(Saved entries)
>>>>
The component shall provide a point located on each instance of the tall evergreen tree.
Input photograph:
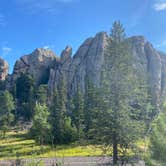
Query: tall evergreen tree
(77, 112)
(40, 129)
(6, 107)
(118, 127)
(25, 95)
(61, 127)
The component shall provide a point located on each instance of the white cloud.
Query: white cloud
(49, 46)
(6, 50)
(46, 47)
(159, 6)
(2, 20)
(40, 6)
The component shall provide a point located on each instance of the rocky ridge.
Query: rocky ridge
(43, 64)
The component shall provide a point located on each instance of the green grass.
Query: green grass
(17, 145)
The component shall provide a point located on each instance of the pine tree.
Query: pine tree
(90, 105)
(77, 112)
(157, 137)
(6, 108)
(40, 129)
(116, 126)
(62, 130)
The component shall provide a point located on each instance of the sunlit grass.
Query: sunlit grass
(17, 145)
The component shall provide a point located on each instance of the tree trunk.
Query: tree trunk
(115, 150)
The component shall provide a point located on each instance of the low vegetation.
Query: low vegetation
(17, 145)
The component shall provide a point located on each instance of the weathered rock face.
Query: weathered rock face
(37, 64)
(89, 59)
(4, 68)
(45, 67)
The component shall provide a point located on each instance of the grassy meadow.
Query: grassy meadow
(17, 145)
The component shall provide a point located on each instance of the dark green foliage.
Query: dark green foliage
(42, 94)
(2, 85)
(77, 112)
(6, 108)
(25, 96)
(62, 130)
(24, 88)
(41, 129)
(115, 125)
(157, 138)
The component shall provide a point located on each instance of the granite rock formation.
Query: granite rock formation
(4, 68)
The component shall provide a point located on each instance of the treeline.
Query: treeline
(116, 115)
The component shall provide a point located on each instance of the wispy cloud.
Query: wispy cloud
(159, 5)
(161, 44)
(51, 46)
(2, 20)
(6, 50)
(40, 6)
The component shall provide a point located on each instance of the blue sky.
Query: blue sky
(28, 24)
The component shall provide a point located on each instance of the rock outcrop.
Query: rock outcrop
(37, 64)
(89, 59)
(46, 67)
(4, 69)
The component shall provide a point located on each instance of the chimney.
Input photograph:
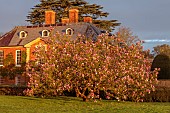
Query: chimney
(65, 20)
(88, 19)
(73, 15)
(50, 17)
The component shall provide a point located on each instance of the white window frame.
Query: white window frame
(48, 33)
(2, 57)
(21, 36)
(68, 32)
(16, 58)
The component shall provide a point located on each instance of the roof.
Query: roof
(12, 38)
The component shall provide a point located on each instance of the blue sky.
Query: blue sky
(148, 19)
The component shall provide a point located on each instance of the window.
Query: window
(22, 34)
(1, 58)
(69, 31)
(18, 57)
(45, 33)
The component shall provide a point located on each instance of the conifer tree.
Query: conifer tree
(61, 7)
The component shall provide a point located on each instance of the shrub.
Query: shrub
(122, 72)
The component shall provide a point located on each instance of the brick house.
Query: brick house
(25, 38)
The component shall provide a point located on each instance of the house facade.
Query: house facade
(24, 39)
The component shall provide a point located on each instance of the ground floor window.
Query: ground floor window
(18, 57)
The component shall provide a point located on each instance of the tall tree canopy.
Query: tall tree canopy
(61, 7)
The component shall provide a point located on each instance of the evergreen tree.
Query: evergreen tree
(61, 7)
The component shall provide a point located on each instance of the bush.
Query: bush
(88, 68)
(161, 94)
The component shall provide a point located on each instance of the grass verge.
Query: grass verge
(19, 104)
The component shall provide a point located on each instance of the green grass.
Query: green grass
(18, 104)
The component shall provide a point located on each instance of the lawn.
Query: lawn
(18, 104)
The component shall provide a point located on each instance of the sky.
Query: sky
(148, 19)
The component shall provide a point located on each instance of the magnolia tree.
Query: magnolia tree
(122, 72)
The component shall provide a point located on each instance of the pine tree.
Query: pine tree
(61, 7)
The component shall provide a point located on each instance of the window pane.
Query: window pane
(18, 58)
(1, 58)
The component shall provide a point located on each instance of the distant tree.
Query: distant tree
(61, 7)
(162, 49)
(126, 34)
(1, 33)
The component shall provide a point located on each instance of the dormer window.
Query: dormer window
(22, 34)
(45, 33)
(69, 31)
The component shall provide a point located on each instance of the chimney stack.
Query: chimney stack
(88, 19)
(65, 20)
(73, 15)
(50, 17)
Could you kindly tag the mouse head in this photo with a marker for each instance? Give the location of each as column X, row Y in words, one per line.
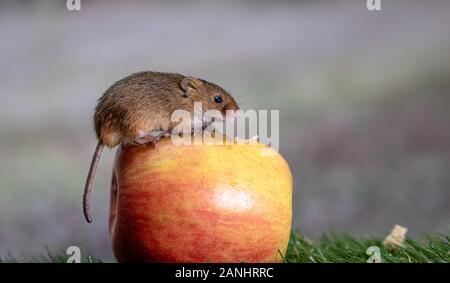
<<<<
◆ EXERCISE DIRECTIONS ◆
All lines from the one holding "Query: lawn" through the last line of the records need to be copied exactly, both ends included, and the pictures left behind.

◆ ANSWER TO THIS EXERCISE ◆
Query: lawn
(18, 104)
The component shall provide a point located on each instance of the sky.
Query: sky
(148, 19)
The component shall provide a point located on each instance of the magnolia tree.
Query: magnolia tree
(122, 72)
The component shall provide a point located on each instance of the pine tree.
Query: pine tree
(61, 7)
The component shall provide a point located on each instance of the window pane.
Query: window pane
(18, 58)
(1, 58)
The component shall provide a point located on each instance of the distant tree.
Query: distant tree
(61, 7)
(162, 49)
(126, 34)
(1, 33)
The component shall provide a point located on each instance of the dormer window.
Query: dormer window
(22, 34)
(45, 33)
(69, 31)
The component shall provide a point located on each instance of the chimney stack.
Query: chimney stack
(88, 19)
(65, 20)
(73, 15)
(50, 17)
Could you kindly tag the mouse head in this photo with a marker for each instance? Give the location of each as column X, row Y in words, one per line.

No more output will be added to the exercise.